> [ページ抜粋]:
|---|

2018年8月7日に行われた、株式会社ニコン2019年3月期第1四半期決算説明会の内容を書き起こしでお届けします。IR資料
スピーカー:株式会社ニコン 代表取締役/副社長執行役員/CFO 岡昌志 氏
本日の要旨
岡昌志:みなさん、こんにちは。本日は株式会社ニコンの2019年3月期、第1四半期決算説明会にお集まりいただきまして誠にありがとうございます。副社長CFOの岡でございます。
それではまず、本日の要旨からご説明いたします。第1四半期実績は、計画を上回る190億円の営業利益となりました。デジタルカメラの高付加価値製品へのシフト、FPD露光装置のミックス変化により、対前年比では減収ながら66億円の増益となりました。
上期の営業利益は計画を上回る第1四半期の実績を踏まえ、250億円から270億円に上方修正いたします。また通期見通しも営業利益を700億円から740億円に、当期利益を500億円から530億円に、それぞれ上方修正いたします。
ROEは9パーセント程度まで改善する見込みであります。年間配当金は前回未定としていましたが、前期比18円増配の54円。中間配当を27円の見通しとさせていただきます。

|---|

> [小問 1]:
ページ抜粋によると、通期の営業利益見通しはいくらに上方修正されましたか。
> [小問 2]:
文字列「baked」を含む行をすべて抜き出してください。
ページ抜粋と以下の行は互いに無関係です。

|---|

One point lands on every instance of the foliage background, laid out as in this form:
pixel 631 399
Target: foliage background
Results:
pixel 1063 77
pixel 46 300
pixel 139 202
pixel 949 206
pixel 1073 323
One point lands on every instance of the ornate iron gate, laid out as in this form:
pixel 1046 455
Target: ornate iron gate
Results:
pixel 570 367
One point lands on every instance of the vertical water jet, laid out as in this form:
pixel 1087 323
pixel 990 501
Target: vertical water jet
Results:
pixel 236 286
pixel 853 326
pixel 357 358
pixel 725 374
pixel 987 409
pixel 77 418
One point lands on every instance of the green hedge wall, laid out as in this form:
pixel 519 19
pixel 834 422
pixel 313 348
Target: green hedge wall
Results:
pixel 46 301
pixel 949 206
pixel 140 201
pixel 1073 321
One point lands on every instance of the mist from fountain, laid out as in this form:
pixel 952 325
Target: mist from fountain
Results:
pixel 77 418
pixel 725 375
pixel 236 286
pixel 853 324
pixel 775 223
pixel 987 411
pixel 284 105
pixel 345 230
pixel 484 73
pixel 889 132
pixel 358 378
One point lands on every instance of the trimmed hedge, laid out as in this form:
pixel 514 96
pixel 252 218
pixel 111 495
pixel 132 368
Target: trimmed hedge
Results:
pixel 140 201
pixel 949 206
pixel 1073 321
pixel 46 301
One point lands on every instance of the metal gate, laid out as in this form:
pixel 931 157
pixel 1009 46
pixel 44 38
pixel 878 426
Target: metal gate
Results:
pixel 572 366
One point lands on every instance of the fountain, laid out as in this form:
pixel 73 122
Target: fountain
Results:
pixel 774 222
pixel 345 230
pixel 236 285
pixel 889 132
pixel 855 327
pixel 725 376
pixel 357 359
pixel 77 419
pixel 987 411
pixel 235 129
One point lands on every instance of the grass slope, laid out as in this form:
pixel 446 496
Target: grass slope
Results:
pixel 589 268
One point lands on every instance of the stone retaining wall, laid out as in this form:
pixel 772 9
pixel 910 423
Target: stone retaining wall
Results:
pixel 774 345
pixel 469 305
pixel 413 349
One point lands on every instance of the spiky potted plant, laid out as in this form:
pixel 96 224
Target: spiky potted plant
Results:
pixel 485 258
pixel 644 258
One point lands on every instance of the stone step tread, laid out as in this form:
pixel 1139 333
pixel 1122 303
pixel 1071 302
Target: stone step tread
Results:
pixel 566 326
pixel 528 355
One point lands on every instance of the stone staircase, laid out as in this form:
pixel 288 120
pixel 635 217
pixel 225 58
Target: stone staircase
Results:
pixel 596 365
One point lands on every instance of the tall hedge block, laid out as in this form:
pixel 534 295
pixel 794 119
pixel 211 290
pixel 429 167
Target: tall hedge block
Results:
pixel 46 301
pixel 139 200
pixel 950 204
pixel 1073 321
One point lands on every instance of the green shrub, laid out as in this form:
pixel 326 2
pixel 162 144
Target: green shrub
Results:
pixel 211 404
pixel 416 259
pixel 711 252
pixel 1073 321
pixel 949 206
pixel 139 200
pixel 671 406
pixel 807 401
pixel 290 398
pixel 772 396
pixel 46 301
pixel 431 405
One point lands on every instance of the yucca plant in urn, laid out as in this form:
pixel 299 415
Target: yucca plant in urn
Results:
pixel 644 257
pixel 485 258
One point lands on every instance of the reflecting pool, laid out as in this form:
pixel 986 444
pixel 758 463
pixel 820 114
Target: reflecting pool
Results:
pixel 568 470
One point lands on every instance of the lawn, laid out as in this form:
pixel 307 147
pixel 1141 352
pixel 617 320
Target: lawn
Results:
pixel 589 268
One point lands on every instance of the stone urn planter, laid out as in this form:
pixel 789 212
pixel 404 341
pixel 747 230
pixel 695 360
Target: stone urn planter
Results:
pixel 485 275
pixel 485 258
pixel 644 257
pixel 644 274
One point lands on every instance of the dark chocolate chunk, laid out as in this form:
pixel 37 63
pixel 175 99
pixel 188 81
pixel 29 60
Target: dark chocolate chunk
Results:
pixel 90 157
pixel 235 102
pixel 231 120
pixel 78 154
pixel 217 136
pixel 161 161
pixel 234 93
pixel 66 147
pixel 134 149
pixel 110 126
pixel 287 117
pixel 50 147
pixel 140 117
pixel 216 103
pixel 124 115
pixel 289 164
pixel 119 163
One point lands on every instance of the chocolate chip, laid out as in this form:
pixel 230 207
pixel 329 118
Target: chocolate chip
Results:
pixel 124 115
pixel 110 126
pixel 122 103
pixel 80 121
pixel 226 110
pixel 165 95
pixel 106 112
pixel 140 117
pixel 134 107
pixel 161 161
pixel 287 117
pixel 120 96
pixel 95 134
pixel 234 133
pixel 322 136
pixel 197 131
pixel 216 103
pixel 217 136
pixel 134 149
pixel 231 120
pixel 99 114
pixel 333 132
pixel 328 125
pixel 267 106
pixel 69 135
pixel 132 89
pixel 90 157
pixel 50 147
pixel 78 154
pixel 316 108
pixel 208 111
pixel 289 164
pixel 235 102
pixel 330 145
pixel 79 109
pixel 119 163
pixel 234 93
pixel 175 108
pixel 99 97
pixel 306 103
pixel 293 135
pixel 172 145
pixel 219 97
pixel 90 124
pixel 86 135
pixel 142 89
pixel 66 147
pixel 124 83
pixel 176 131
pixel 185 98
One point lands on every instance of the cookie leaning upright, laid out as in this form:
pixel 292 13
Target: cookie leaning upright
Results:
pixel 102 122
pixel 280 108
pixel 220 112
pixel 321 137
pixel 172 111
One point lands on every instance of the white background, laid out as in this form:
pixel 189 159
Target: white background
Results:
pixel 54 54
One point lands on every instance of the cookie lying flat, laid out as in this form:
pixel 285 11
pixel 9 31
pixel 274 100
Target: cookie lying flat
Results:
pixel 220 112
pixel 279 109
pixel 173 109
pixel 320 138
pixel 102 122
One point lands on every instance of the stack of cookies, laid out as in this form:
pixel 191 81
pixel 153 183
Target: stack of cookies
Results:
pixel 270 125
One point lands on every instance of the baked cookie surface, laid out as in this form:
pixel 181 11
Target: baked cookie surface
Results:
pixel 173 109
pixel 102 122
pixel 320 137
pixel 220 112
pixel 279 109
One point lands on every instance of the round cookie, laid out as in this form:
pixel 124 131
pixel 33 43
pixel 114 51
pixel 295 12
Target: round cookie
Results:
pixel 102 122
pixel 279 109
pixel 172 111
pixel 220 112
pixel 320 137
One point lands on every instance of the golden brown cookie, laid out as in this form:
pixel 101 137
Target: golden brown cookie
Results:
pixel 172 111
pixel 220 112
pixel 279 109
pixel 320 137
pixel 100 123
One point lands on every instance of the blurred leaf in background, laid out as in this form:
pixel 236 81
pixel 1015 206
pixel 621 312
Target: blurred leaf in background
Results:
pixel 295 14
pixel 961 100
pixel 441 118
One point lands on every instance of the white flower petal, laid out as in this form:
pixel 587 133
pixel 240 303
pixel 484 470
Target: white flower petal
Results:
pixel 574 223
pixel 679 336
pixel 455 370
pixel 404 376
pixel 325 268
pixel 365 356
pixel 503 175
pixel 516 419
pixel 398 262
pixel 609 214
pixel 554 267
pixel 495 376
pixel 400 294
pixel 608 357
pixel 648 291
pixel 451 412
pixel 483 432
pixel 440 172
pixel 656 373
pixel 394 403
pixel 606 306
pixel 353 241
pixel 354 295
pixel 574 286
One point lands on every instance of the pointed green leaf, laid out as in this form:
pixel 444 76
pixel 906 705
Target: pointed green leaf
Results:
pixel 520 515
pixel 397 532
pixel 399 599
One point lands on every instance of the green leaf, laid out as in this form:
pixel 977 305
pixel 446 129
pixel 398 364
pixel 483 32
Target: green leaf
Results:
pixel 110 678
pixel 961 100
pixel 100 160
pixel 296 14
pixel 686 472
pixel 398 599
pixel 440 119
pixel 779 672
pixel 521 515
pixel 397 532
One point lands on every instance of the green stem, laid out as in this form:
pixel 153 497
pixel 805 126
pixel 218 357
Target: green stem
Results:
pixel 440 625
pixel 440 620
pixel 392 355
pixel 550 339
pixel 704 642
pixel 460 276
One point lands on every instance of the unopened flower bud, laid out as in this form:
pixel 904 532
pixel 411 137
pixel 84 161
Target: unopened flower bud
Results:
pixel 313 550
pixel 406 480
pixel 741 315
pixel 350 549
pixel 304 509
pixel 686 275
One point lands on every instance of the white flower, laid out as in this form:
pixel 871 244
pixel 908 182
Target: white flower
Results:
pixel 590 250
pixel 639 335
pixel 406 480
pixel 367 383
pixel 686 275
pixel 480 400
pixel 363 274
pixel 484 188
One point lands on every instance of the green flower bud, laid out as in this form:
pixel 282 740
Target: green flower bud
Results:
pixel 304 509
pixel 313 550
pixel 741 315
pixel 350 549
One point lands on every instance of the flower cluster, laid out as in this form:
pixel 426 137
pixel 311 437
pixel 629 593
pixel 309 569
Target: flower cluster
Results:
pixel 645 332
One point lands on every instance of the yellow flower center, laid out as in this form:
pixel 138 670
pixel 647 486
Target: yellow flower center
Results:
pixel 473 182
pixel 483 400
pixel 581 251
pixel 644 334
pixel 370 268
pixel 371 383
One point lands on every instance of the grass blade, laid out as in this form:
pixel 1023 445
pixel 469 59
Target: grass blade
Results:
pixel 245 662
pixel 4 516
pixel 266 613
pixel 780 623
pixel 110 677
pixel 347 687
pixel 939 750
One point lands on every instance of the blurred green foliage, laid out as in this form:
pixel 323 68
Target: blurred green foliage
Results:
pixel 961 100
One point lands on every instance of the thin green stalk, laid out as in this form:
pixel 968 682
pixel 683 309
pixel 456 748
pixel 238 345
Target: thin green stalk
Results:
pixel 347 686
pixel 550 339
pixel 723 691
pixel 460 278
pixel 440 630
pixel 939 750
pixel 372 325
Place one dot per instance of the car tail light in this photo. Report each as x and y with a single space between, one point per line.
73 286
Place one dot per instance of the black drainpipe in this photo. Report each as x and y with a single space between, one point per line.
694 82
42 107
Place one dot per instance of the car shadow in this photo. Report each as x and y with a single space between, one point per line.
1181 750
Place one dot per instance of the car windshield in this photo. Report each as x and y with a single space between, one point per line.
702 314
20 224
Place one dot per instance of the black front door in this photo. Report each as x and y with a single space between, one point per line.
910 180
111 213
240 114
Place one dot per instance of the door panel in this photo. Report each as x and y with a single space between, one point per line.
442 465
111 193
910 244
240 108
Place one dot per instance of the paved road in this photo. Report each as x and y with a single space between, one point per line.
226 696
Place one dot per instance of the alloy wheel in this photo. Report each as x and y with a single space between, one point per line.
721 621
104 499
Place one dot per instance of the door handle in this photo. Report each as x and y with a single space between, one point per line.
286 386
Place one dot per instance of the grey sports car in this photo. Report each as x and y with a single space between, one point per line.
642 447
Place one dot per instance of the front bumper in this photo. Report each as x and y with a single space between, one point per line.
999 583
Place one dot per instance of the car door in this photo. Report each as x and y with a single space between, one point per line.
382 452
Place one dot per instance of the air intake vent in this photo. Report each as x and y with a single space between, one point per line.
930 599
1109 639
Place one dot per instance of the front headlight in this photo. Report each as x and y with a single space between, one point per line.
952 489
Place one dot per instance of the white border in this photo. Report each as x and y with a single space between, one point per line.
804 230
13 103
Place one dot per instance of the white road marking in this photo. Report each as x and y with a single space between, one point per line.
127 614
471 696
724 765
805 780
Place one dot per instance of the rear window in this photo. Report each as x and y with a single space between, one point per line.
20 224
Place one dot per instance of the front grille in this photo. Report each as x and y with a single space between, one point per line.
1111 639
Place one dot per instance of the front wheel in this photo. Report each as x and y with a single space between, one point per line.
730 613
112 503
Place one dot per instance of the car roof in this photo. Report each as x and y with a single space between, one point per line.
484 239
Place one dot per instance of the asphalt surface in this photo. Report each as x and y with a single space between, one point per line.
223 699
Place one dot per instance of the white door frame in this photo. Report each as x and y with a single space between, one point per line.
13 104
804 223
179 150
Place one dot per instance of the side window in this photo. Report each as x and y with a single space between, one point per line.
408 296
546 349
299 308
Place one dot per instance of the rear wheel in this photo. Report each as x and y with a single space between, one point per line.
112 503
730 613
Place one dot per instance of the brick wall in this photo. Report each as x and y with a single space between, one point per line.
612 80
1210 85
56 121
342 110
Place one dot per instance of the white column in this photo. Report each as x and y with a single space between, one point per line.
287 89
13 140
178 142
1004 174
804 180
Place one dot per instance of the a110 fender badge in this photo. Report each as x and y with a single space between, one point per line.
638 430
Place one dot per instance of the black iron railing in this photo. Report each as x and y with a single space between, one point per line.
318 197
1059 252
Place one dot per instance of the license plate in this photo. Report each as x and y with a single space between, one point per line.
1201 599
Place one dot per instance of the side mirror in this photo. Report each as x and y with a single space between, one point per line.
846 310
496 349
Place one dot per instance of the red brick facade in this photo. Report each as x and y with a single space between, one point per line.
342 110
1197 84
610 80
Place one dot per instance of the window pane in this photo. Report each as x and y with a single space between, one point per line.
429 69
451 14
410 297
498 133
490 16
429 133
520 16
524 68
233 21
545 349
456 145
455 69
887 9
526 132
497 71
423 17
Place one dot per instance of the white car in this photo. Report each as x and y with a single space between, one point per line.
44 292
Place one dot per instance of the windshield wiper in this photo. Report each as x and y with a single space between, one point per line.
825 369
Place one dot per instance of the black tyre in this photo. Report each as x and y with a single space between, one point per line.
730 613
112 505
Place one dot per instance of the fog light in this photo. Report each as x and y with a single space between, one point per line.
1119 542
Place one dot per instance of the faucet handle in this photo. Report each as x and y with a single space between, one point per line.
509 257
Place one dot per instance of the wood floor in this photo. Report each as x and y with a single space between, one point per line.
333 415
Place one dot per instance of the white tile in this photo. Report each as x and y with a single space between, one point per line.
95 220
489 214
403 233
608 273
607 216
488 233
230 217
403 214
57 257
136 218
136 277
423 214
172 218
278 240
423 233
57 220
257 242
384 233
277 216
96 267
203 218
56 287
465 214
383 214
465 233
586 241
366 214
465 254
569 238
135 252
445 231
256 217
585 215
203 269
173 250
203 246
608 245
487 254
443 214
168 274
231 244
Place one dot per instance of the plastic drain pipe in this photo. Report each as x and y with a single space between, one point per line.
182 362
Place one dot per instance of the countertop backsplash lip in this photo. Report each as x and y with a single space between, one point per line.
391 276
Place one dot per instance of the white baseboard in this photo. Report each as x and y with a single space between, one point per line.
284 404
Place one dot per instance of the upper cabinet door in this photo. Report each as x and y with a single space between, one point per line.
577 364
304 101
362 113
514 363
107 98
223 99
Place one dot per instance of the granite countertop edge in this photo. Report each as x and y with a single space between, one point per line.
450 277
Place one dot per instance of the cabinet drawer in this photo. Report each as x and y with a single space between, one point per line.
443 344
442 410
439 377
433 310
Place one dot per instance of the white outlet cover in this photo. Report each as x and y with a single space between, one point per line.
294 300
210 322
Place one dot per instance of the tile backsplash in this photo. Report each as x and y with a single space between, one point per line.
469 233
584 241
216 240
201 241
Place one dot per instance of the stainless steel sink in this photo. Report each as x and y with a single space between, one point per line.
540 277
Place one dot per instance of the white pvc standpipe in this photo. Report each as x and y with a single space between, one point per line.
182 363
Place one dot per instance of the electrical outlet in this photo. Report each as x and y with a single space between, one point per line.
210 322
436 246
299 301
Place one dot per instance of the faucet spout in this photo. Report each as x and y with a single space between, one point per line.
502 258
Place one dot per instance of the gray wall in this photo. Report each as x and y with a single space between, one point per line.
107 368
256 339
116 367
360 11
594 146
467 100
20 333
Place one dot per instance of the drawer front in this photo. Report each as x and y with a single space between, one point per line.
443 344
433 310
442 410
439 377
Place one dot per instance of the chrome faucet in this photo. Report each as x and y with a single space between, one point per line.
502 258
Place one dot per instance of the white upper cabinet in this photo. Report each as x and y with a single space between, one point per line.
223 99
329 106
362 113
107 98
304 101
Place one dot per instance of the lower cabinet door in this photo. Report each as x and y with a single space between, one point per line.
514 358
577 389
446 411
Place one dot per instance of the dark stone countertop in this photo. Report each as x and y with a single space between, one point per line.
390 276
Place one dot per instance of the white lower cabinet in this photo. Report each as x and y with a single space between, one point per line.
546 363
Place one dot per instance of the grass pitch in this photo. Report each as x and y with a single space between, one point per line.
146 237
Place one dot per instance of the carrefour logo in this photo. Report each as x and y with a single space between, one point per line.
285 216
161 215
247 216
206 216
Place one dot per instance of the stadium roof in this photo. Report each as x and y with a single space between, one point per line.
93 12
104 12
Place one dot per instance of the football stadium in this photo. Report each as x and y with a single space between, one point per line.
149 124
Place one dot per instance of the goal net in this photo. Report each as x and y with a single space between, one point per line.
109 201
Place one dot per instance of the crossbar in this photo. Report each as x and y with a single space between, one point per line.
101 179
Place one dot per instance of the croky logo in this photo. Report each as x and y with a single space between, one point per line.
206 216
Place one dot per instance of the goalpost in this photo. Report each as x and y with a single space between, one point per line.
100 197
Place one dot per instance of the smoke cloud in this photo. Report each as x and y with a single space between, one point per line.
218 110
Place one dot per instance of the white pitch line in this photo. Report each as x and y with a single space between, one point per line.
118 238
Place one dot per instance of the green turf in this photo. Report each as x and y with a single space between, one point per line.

|---|

> [解答例 1]:
700億円から740億円に上方修正されました。

> [解答例 2]:
One point lands on every instance of the baked cookie surface, laid out as in this form:
Target: baked cookie surface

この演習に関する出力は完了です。